| Task brief |
Format all of the records below as a numbered list, omitting any blank lines and leaving the pictures out.

| Stored records |
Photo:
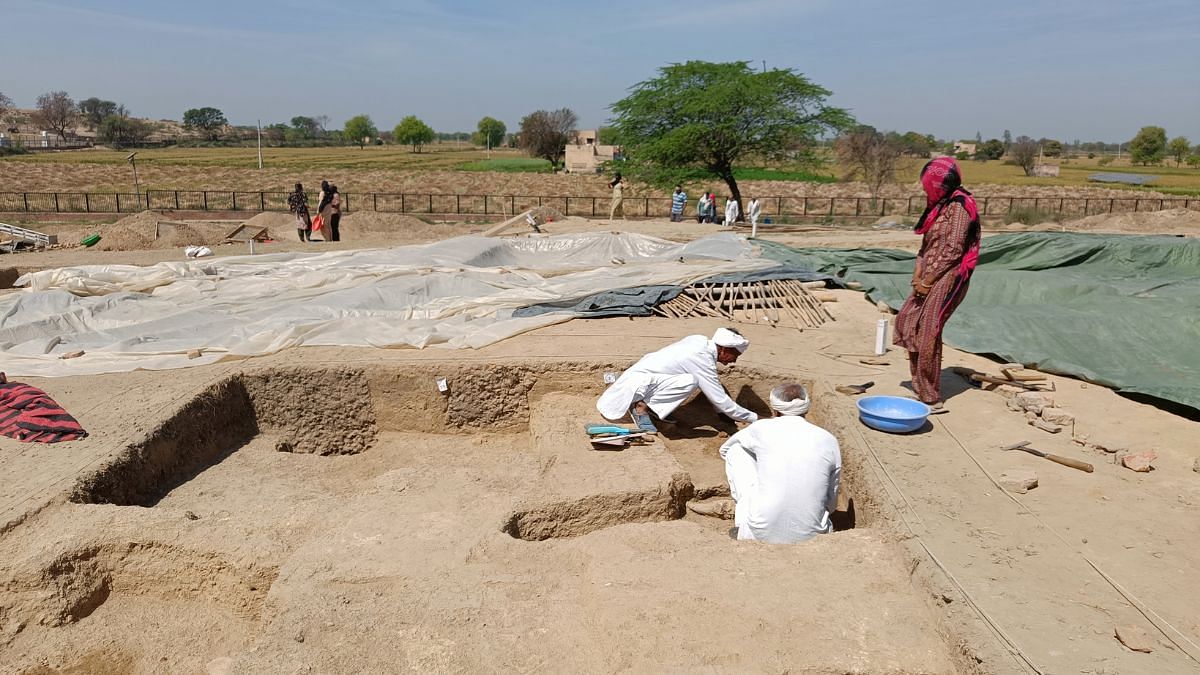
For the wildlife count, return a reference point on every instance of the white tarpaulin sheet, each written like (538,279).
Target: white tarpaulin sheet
(455,293)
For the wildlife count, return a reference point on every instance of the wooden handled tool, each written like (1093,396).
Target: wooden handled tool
(1057,459)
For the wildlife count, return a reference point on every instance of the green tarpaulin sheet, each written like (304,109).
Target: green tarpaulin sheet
(1119,310)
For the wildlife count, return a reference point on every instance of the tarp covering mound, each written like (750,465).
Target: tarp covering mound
(454,293)
(1117,310)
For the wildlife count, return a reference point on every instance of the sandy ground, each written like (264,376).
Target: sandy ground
(401,556)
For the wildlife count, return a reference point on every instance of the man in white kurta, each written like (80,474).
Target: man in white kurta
(753,211)
(665,378)
(784,473)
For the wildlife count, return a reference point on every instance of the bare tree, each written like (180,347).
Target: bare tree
(1024,153)
(57,112)
(869,155)
(5,106)
(546,133)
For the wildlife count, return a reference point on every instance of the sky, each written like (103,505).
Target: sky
(1089,70)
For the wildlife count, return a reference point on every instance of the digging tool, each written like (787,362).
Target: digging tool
(1026,386)
(1057,459)
(853,389)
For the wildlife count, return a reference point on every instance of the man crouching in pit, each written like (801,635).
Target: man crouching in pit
(784,473)
(660,381)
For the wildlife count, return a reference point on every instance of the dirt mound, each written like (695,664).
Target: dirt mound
(378,222)
(399,228)
(547,214)
(275,222)
(149,230)
(1147,222)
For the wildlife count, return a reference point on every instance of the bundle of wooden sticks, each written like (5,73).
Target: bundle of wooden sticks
(774,302)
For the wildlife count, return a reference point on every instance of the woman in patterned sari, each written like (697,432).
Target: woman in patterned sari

| The response |
1. Photo:
2. For the wildlife count, return a reference point on every instance of the white tarpaulin sheet, each written like (538,279).
3. Target: white tarpaulin sheet
4. (455,293)
5. For the wildlife count, return a reference point on every instance of the wooden handled tool, each written like (1093,396).
6. Target: wooden handled tool
7. (1057,459)
8. For the wildlife count, return a reference point on every instance of the green tarpaulin sheet, each written like (304,109).
9. Target: green tarpaulin sheet
10. (1119,310)
11. For the wildlife count, return a reference point on every instance of the tarp covering mound, each written like (750,465).
12. Target: tarp covering mound
13. (454,293)
14. (1117,310)
15. For the wildlife count, return a reference point on every instance of the sandy ground, each written like (264,376).
16. Target: sandy ground
17. (401,556)
18. For the wildlife count, return a reference point on every instance of the man in white kurta, each written like (80,474).
19. Target: man in white kurta
20. (753,211)
21. (665,378)
22. (784,473)
23. For the wildlife count, return a reference point on every instance of the bare tree, each written like (180,347).
24. Target: bare tree
25. (1024,153)
26. (57,112)
27. (869,155)
28. (5,106)
29. (546,133)
30. For the wildlife count, return a reference point on every instance of the sky, each written like (103,505).
31. Target: sky
32. (1089,70)
33. For the wildlife count, return a reference point on every instance of the digging tool, each written like (787,362).
34. Target: digging tool
35. (1026,386)
36. (1057,459)
37. (853,389)
38. For the wildlife count, return a reference point on every instance of the man crouching in pit, each written like (801,635).
39. Target: man crouching in pit
40. (784,473)
41. (660,381)
42. For the wildlife count, return a reference point on every instance of the dirt mound, each written like (695,664).
43. Target: dirt mound
44. (378,222)
45. (399,228)
46. (547,214)
47. (275,222)
48. (149,230)
49. (1147,222)
50. For the wildlife count, return a reference point on every instance of the bundle of wooden sticks, each written like (5,73).
51. Target: bundle of wooden sticks
52. (774,302)
53. For the wildlife count, return a reference point on every instance of the woman in patterned sari, each written like (697,432).
54. Target: woman in patterned sari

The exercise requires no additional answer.